## Work to do
Every line below should be repeated exactly.

## Data listing
________________________
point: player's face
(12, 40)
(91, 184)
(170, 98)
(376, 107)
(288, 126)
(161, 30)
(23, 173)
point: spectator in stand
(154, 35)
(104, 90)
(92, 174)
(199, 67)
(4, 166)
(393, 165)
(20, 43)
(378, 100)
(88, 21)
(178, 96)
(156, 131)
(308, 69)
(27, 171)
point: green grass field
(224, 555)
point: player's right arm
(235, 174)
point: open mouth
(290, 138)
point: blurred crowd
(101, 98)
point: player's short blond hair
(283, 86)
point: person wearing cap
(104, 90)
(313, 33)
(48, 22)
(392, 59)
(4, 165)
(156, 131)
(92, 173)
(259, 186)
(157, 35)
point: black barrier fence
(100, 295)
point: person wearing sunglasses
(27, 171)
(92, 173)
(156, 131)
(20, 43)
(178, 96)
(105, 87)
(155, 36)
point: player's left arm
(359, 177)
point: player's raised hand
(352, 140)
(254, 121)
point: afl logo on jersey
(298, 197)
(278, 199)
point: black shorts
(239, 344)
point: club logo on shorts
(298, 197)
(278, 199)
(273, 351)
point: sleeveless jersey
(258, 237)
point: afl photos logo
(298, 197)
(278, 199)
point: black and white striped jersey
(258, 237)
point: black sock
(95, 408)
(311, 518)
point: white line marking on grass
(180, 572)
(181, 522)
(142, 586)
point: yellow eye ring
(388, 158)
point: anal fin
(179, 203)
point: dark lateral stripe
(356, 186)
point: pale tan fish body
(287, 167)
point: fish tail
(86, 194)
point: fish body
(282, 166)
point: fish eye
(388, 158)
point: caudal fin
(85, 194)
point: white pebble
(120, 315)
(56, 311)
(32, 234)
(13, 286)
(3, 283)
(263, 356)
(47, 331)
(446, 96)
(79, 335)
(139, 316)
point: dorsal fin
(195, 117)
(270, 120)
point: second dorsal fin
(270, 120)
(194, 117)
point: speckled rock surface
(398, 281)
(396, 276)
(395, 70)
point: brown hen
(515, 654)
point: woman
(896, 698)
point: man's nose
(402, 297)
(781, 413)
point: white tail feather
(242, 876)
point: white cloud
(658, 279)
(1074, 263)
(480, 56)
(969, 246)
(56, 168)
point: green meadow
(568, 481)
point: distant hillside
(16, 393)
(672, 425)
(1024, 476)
________________________
## Response to this exercise
point: player's face
(12, 40)
(91, 184)
(170, 98)
(376, 107)
(288, 126)
(161, 30)
(23, 173)
point: spectator in stand
(154, 35)
(104, 90)
(92, 174)
(199, 67)
(4, 166)
(393, 165)
(20, 43)
(378, 100)
(88, 21)
(178, 96)
(156, 131)
(308, 69)
(27, 171)
point: green grass field
(224, 555)
point: player's right arm
(235, 174)
point: open mouth
(290, 138)
point: blurred crowd
(101, 98)
point: player's short blond hair
(283, 86)
point: person wearing cap
(104, 90)
(313, 33)
(48, 22)
(392, 59)
(4, 165)
(156, 131)
(92, 173)
(259, 186)
(157, 35)
point: black barrier fence
(100, 295)
point: person wearing sunglasses
(27, 171)
(92, 173)
(156, 131)
(20, 43)
(178, 96)
(105, 87)
(155, 36)
point: player's left arm
(359, 177)
point: player's raised hand
(352, 140)
(254, 121)
point: afl logo on jersey
(298, 197)
(278, 199)
point: black shorts
(239, 344)
point: club logo on shorts
(298, 197)
(278, 199)
(273, 351)
point: sleeveless jersey
(258, 237)
point: afl photos logo
(298, 197)
(278, 199)
point: black and white striped jersey
(258, 237)
point: black sock
(95, 408)
(311, 518)
point: white line marking on grass
(180, 572)
(181, 522)
(142, 586)
point: yellow eye ring
(388, 158)
point: anal fin
(179, 203)
point: dark lateral stripe
(356, 186)
point: pale tan fish body
(287, 167)
point: fish tail
(86, 194)
point: fish body
(282, 166)
point: fish eye
(388, 158)
point: caudal fin
(85, 194)
point: white pebble
(120, 315)
(56, 311)
(32, 234)
(13, 286)
(3, 283)
(263, 356)
(47, 331)
(446, 96)
(79, 335)
(139, 316)
point: dorsal fin
(195, 117)
(270, 120)
point: second dorsal fin
(270, 120)
(194, 117)
point: speckled rock surface
(398, 281)
(396, 276)
(395, 70)
point: brown hen
(515, 654)
point: woman
(896, 698)
point: man's nose
(402, 297)
(781, 413)
point: white tail feather
(242, 876)
point: white cloud
(658, 279)
(1074, 263)
(480, 56)
(969, 246)
(56, 168)
point: green meadow
(568, 481)
point: distant hillside
(16, 393)
(672, 425)
(1024, 476)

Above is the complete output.